▸ The exercise
Could you reproduce everything from the line containing "compact form (541,152)." down to the end of the data, switching "wooden beam" to "timber beam" and keeping the rest unchanged? Leave the pictures out of your answer.
○ ○ ○
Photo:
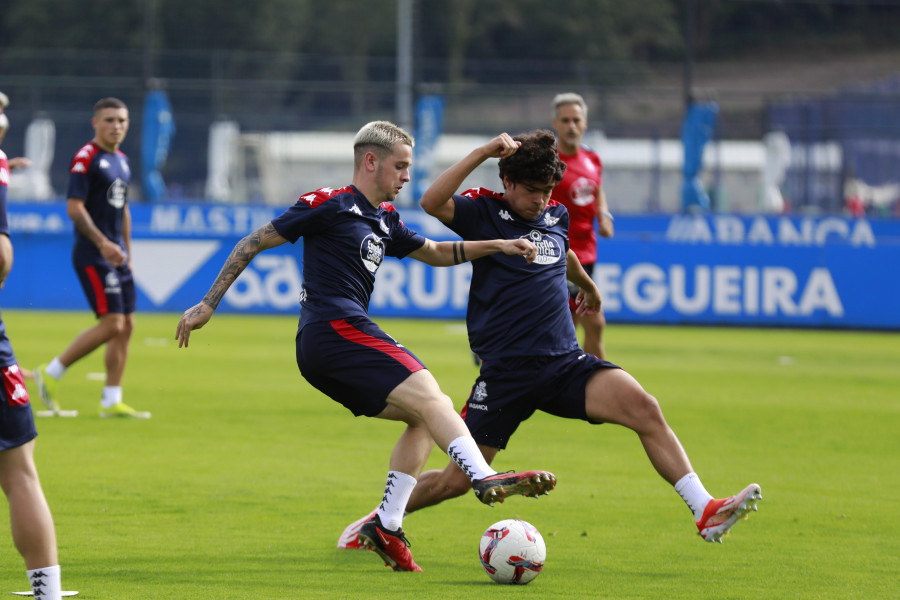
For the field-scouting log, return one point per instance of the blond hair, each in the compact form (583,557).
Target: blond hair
(568,98)
(379,137)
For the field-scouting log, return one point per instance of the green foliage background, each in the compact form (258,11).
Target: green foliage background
(241,483)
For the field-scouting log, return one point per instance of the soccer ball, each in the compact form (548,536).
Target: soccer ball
(512,551)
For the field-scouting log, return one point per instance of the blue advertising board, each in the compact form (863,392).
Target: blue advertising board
(808,271)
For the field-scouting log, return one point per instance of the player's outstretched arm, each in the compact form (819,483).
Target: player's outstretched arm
(447,254)
(244,251)
(588,299)
(437,200)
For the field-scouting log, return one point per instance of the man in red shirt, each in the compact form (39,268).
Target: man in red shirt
(581,192)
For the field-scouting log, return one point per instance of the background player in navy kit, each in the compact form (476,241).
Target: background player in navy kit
(581,192)
(519,323)
(98,207)
(346,234)
(30,519)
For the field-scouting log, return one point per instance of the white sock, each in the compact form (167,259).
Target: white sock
(45,583)
(397,491)
(691,490)
(465,453)
(56,369)
(112,395)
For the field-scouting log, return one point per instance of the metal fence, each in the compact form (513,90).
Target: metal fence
(293,92)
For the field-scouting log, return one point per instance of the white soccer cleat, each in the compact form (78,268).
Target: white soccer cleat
(720,515)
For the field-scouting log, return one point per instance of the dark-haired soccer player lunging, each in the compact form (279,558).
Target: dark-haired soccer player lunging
(347,232)
(519,323)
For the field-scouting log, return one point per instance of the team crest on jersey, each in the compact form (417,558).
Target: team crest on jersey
(549,250)
(479,394)
(115,195)
(16,394)
(372,252)
(582,191)
(112,285)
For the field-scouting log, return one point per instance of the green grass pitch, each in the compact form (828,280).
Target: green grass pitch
(242,481)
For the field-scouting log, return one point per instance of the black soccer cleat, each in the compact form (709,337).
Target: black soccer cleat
(495,488)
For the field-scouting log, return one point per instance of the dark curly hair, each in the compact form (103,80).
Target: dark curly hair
(536,160)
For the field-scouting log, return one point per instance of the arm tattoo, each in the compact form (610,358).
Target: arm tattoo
(459,253)
(236,262)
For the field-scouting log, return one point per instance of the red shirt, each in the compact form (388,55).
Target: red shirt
(578,193)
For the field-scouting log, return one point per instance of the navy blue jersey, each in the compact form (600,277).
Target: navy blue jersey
(345,239)
(516,308)
(4,188)
(100,179)
(7,357)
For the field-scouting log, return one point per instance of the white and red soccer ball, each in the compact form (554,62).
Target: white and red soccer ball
(512,551)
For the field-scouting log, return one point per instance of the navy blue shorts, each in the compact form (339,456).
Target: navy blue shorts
(108,289)
(509,391)
(354,362)
(16,420)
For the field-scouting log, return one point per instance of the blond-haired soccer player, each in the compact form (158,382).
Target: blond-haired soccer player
(347,232)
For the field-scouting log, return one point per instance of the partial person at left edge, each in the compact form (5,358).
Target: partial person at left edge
(19,161)
(98,206)
(31,523)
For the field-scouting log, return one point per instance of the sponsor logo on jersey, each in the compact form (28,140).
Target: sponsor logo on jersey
(115,195)
(549,250)
(371,251)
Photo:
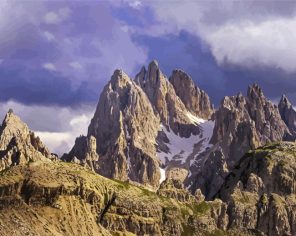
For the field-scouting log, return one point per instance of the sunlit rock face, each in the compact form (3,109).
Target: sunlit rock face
(241,123)
(18,144)
(288,114)
(137,124)
(151,128)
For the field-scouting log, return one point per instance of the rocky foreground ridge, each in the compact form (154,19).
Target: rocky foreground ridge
(57,198)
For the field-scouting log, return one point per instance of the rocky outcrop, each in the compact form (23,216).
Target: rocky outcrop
(166,103)
(288,114)
(18,144)
(194,99)
(135,125)
(260,191)
(241,123)
(57,198)
(125,128)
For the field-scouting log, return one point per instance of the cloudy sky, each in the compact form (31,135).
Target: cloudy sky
(56,56)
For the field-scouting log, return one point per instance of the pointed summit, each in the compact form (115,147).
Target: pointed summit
(284,102)
(254,91)
(195,99)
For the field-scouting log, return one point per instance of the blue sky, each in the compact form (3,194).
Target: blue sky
(55,56)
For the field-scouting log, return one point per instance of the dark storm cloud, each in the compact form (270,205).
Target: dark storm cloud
(191,54)
(61,53)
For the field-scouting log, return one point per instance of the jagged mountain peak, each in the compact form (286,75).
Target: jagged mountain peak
(288,114)
(195,100)
(255,91)
(284,102)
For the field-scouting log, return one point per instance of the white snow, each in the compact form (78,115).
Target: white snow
(183,147)
(162,175)
(195,120)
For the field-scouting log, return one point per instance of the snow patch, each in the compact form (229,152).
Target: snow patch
(194,119)
(181,148)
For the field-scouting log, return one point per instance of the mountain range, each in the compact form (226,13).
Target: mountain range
(158,159)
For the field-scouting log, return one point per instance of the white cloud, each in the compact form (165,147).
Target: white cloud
(238,32)
(269,43)
(49,36)
(57,127)
(49,66)
(75,65)
(56,17)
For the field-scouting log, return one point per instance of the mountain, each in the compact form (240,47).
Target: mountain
(241,123)
(60,198)
(153,127)
(234,179)
(140,126)
(18,144)
(260,191)
(288,114)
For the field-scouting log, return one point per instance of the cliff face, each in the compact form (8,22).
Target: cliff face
(260,191)
(137,124)
(194,99)
(241,123)
(153,127)
(18,144)
(59,198)
(56,198)
(288,114)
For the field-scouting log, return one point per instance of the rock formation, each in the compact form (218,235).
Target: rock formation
(194,99)
(241,123)
(260,191)
(137,121)
(60,198)
(19,145)
(147,128)
(288,114)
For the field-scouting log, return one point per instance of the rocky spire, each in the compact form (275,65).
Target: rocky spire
(162,95)
(288,114)
(18,144)
(121,136)
(241,123)
(195,99)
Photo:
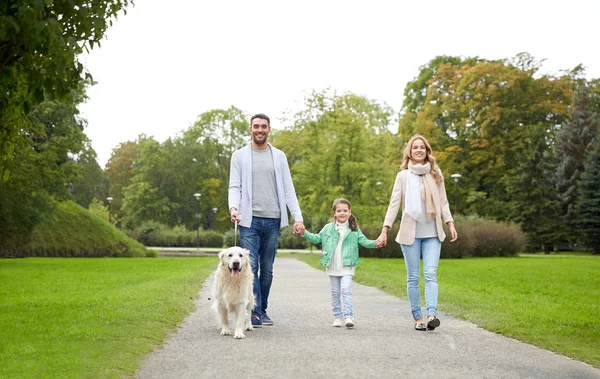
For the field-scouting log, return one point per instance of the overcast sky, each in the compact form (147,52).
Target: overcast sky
(166,62)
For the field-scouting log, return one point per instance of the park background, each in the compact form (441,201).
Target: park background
(524,142)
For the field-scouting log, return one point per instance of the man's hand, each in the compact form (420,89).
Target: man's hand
(234,215)
(299,228)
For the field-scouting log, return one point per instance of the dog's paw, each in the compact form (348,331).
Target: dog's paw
(239,335)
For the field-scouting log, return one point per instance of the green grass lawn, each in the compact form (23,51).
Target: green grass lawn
(91,317)
(552,302)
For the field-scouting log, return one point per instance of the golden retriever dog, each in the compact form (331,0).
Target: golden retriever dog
(232,290)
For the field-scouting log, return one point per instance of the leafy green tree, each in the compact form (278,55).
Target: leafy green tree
(90,182)
(40,45)
(534,203)
(338,146)
(588,202)
(42,170)
(201,158)
(156,182)
(573,142)
(478,115)
(119,171)
(144,199)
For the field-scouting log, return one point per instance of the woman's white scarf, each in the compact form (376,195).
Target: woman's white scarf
(421,188)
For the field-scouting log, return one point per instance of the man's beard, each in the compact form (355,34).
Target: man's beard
(258,141)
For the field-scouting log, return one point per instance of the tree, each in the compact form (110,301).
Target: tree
(42,169)
(339,146)
(40,45)
(535,204)
(478,115)
(119,170)
(588,202)
(573,142)
(90,182)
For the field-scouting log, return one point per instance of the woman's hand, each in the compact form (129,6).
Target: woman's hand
(453,233)
(382,239)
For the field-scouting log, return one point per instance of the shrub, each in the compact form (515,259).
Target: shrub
(211,238)
(477,237)
(72,231)
(155,234)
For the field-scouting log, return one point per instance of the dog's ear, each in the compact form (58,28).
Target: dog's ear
(222,255)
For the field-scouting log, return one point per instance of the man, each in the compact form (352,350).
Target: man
(260,188)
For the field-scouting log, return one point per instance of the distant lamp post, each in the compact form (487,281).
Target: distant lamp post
(109,199)
(215,212)
(456,177)
(197,196)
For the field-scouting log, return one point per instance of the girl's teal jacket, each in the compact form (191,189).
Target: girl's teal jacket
(328,238)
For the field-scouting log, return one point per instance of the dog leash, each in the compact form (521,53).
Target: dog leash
(235,233)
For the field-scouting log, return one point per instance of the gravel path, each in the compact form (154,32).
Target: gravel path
(383,344)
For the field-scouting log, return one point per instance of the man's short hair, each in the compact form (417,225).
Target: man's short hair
(263,116)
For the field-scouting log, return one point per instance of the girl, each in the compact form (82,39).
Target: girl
(419,188)
(340,240)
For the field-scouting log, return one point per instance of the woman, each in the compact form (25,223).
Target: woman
(419,188)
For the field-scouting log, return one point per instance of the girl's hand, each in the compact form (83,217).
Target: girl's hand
(453,233)
(382,239)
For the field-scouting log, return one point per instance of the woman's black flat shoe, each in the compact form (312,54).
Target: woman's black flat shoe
(433,323)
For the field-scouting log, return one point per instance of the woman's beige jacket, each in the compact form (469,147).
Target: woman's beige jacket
(408,225)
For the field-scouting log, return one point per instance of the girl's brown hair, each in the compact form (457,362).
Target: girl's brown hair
(435,170)
(351,220)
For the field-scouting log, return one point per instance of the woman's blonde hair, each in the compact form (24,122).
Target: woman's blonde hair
(435,170)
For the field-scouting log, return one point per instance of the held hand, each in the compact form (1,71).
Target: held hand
(382,239)
(453,233)
(299,228)
(235,216)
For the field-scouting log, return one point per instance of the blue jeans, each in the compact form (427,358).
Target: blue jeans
(261,238)
(345,284)
(430,249)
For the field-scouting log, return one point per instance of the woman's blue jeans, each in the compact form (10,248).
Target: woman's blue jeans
(261,238)
(430,249)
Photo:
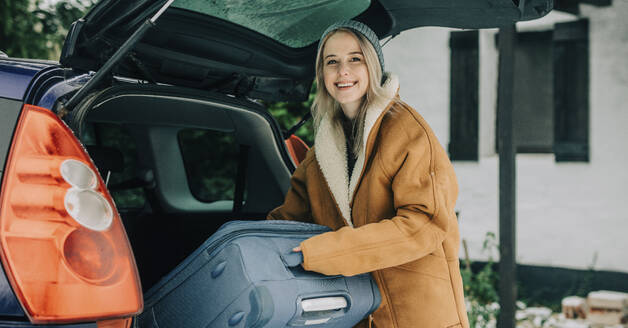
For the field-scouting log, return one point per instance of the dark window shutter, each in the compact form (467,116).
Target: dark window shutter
(533,97)
(571,91)
(463,101)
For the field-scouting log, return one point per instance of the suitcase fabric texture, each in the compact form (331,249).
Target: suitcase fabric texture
(246,275)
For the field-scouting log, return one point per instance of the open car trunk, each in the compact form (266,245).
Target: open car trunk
(179,164)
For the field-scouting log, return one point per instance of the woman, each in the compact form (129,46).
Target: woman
(379,178)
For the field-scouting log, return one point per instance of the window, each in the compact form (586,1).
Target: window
(532,112)
(571,91)
(463,101)
(115,154)
(551,93)
(279,19)
(215,165)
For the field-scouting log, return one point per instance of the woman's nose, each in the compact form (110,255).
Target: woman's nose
(343,69)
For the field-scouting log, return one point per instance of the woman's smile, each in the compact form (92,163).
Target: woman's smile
(345,85)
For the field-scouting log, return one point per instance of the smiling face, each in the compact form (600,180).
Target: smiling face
(344,71)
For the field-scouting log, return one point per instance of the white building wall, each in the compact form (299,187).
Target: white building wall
(568,214)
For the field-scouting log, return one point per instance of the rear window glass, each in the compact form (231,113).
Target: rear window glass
(211,163)
(295,23)
(126,190)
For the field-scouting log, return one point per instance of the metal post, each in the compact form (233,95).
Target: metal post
(507,179)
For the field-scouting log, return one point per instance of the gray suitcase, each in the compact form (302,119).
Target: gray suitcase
(245,275)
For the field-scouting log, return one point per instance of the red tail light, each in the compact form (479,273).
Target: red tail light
(63,246)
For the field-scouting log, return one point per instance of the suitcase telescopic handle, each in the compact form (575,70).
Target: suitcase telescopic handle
(324,304)
(320,310)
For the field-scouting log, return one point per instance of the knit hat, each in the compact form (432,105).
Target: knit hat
(360,28)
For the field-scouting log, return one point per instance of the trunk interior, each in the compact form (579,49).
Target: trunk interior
(179,164)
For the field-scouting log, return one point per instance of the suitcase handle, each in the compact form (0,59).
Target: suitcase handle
(324,304)
(292,259)
(320,310)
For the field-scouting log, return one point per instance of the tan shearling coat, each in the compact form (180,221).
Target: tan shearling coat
(393,217)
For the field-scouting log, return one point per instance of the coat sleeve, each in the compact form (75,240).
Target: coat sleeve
(296,205)
(424,196)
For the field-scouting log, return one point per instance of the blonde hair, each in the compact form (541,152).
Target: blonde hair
(325,105)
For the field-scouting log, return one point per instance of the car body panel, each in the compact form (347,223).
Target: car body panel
(9,113)
(17,76)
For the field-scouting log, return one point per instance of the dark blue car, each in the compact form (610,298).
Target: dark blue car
(148,134)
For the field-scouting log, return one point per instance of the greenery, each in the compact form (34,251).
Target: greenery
(480,287)
(290,113)
(37,28)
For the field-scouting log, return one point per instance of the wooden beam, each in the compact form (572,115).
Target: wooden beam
(507,178)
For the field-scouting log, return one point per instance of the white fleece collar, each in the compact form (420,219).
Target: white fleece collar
(331,151)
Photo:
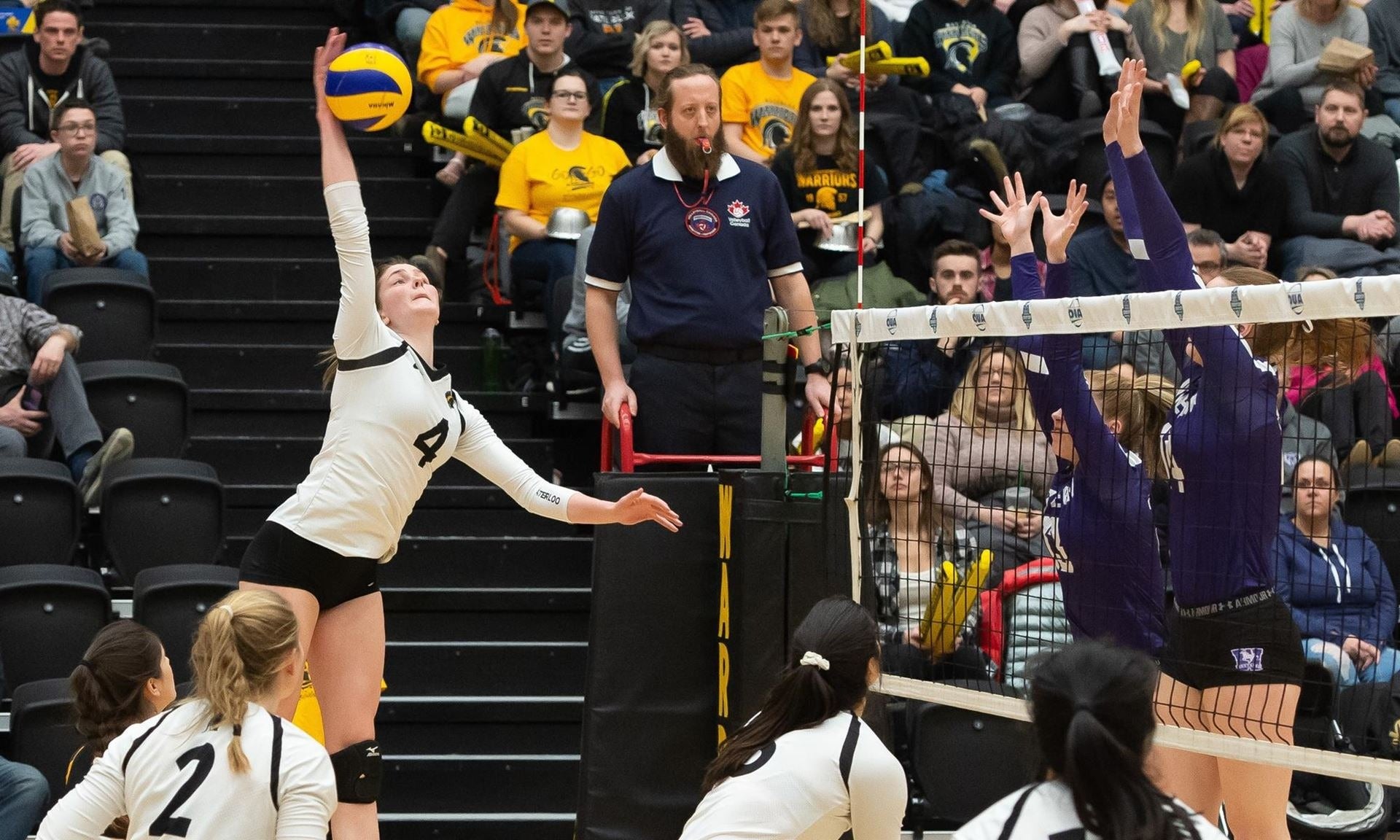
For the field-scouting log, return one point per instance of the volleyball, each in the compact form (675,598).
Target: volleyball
(368,88)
○ ○ ○
▸ Answer to the problem
For the field-scouting log, return one point per instance of the blonde hair, each in the compact form (541,152).
Target: blonde hair
(325,105)
For the field-scouting log, return one point per instance of the car body panel, each in the compact form (347,223).
Target: car body panel
(9,113)
(17,76)
For the field-scouting log, return one point per instance of the dark blue car, each in the compact form (610,298).
Target: dark blue car
(148,134)
For the field-scouting log, return one point per instance of the greenery, each in the compact form (34,251).
Target: greenery
(480,287)
(290,113)
(37,28)
For the field-scouting log, return one point per instance of the timber beam, each in the compact form (572,115).
Target: timber beam
(507,178)
For the field-scouting log, return one point per instance of the white fleece collar, each in the compact form (420,219).
Target: white fleece collar
(331,151)
Photo:
For the field-scouting log, return one point per instance of the volleyball, each in the compact form (675,598).
Target: volleyball
(368,88)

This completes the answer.